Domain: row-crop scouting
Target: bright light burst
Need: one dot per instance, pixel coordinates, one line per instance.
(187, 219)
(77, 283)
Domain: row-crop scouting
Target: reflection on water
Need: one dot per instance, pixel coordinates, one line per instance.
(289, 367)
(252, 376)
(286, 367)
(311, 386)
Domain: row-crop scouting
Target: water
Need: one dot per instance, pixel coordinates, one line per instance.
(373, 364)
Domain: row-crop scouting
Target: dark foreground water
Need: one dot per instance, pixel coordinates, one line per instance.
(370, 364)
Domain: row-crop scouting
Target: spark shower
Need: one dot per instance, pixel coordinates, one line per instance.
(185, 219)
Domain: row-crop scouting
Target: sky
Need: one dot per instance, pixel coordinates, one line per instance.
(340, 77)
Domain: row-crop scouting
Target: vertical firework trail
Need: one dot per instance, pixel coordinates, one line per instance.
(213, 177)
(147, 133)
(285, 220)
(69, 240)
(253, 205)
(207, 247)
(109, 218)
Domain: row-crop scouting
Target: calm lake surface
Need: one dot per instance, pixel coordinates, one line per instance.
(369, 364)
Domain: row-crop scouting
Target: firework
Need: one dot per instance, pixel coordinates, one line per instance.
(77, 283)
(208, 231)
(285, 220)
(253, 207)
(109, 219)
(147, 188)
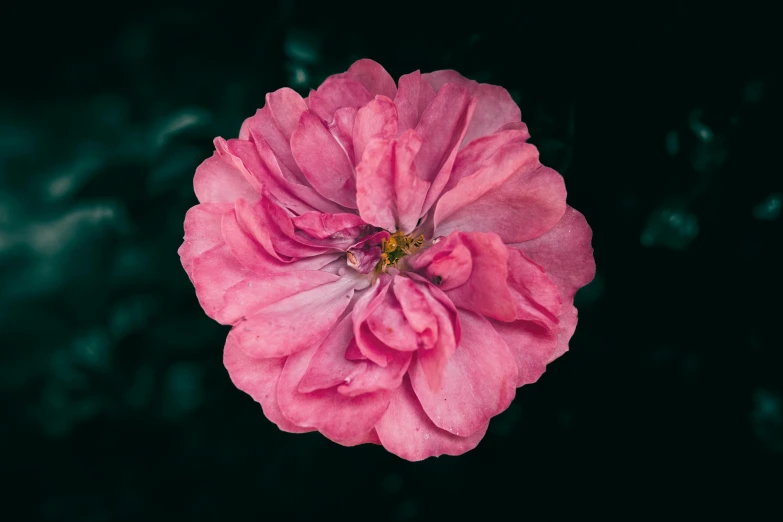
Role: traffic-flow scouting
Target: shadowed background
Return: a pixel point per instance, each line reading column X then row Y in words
column 116, row 405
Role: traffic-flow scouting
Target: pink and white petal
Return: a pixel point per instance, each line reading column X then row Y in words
column 373, row 77
column 497, row 166
column 255, row 292
column 441, row 128
column 531, row 345
column 406, row 431
column 217, row 180
column 525, row 206
column 344, row 420
column 297, row 322
column 258, row 378
column 342, row 130
column 537, row 295
column 565, row 252
column 249, row 253
column 335, row 93
column 376, row 120
column 495, row 106
column 568, row 320
column 262, row 166
column 287, row 107
column 479, row 380
column 202, row 231
column 323, row 161
column 375, row 186
column 373, row 378
column 413, row 96
column 390, row 326
column 481, row 152
column 410, row 190
column 329, row 366
column 328, row 226
column 263, row 127
column 214, row 272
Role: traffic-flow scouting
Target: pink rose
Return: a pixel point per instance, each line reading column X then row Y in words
column 393, row 259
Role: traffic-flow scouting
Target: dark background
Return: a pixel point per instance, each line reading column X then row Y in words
column 115, row 402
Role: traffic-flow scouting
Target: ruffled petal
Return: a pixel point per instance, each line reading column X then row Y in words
column 495, row 106
column 376, row 120
column 389, row 193
column 413, row 96
column 523, row 207
column 373, row 77
column 265, row 173
column 345, row 420
column 323, row 161
column 258, row 378
column 531, row 345
column 218, row 180
column 406, row 431
column 441, row 128
column 202, row 232
column 565, row 252
column 465, row 402
column 336, row 93
column 297, row 322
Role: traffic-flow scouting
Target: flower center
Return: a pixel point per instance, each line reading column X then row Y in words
column 395, row 247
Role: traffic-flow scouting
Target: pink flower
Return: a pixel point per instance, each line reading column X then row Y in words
column 393, row 259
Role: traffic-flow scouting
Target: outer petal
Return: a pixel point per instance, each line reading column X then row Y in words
column 406, row 431
column 568, row 320
column 297, row 322
column 495, row 106
column 441, row 128
column 202, row 232
column 345, row 420
column 336, row 93
column 479, row 380
column 565, row 252
column 323, row 162
column 258, row 378
column 214, row 272
column 264, row 171
column 373, row 77
column 526, row 205
column 217, row 180
column 413, row 96
column 251, row 253
column 376, row 120
column 531, row 345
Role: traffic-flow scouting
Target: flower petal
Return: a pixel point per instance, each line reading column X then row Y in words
column 323, row 161
column 389, row 193
column 217, row 180
column 258, row 378
column 479, row 380
column 263, row 168
column 495, row 106
column 336, row 93
column 527, row 204
column 531, row 345
column 372, row 76
column 253, row 251
column 376, row 120
column 345, row 420
column 441, row 128
column 413, row 96
column 202, row 232
column 565, row 252
column 214, row 272
column 297, row 322
column 406, row 431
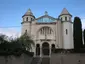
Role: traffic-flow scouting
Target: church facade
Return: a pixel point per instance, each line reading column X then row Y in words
column 49, row 32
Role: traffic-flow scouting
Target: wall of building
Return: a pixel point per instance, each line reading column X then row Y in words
column 11, row 59
column 68, row 59
column 67, row 38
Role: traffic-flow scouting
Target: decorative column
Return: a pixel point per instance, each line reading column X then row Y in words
column 50, row 50
column 40, row 50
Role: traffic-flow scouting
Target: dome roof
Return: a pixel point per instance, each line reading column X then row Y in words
column 28, row 13
column 65, row 12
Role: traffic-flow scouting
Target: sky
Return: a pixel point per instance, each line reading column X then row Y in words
column 11, row 12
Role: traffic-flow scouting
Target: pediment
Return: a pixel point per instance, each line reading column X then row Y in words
column 46, row 18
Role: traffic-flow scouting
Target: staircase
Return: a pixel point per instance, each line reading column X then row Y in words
column 36, row 60
column 45, row 60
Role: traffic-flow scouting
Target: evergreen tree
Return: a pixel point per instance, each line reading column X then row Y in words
column 84, row 37
column 77, row 33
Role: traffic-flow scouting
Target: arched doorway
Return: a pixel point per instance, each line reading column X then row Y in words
column 37, row 49
column 45, row 48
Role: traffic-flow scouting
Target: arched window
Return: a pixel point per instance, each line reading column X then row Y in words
column 37, row 49
column 65, row 18
column 53, row 48
column 61, row 18
column 46, row 30
column 27, row 19
column 31, row 19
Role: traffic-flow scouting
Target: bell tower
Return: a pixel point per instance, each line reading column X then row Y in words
column 27, row 19
column 67, row 31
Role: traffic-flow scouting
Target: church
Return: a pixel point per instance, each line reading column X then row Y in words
column 48, row 32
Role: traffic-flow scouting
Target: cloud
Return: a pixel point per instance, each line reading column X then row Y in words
column 10, row 32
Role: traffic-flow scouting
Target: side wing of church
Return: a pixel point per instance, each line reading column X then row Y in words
column 49, row 32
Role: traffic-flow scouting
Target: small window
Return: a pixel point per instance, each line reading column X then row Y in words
column 65, row 18
column 61, row 18
column 25, row 31
column 66, row 31
column 27, row 19
column 31, row 19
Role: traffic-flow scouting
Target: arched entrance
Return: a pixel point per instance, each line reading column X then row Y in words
column 45, row 48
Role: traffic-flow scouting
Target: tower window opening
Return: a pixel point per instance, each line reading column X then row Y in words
column 66, row 31
column 26, row 31
column 27, row 19
column 31, row 19
column 65, row 18
column 46, row 31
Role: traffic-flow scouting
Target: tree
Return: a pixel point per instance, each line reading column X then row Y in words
column 77, row 34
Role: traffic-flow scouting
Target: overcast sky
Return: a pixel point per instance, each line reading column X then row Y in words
column 11, row 12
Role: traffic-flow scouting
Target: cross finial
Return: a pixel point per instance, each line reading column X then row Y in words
column 46, row 13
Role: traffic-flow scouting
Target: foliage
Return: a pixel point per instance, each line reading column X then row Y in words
column 15, row 46
column 84, row 37
column 77, row 33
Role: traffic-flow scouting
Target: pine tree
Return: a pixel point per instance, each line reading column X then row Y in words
column 84, row 37
column 77, row 33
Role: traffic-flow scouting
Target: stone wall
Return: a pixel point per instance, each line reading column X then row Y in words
column 68, row 58
column 11, row 59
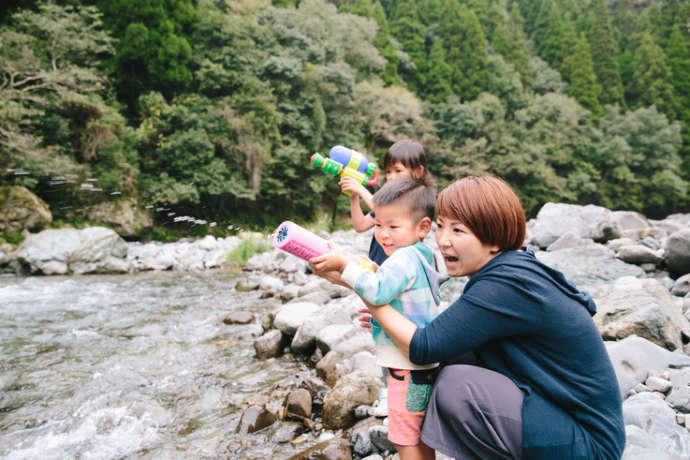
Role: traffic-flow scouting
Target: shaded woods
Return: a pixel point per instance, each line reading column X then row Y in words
column 213, row 108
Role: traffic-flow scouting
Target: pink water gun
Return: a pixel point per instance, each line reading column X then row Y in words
column 300, row 242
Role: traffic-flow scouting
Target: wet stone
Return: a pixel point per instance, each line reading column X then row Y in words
column 298, row 404
column 287, row 431
column 238, row 317
column 254, row 419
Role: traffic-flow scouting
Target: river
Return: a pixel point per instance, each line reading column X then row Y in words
column 131, row 366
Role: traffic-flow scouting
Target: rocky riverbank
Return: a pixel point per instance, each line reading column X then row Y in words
column 637, row 270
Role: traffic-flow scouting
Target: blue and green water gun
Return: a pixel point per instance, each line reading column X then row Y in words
column 346, row 162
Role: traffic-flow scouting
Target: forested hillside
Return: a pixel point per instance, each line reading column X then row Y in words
column 212, row 108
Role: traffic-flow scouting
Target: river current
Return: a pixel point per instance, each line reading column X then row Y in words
column 131, row 366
○ ○ ○ ○ ○ ○ ○
* Instructions for the task
Exactly as written, please transcribe the lines from the start of the records above to the line that holds "Target: water", both ends included.

* Output below
Domain: row-crop scouting
Target: bright light burst
Need: one dot per instance, pixel coordinates, one line per instance.
(187, 219)
(77, 283)
Domain: row-crop scouting
Target: reflection on water
Need: one dot per instance, pixel coordinates, one line per instance.
(289, 367)
(252, 376)
(286, 367)
(311, 386)
Domain: row-crop scouting
Target: water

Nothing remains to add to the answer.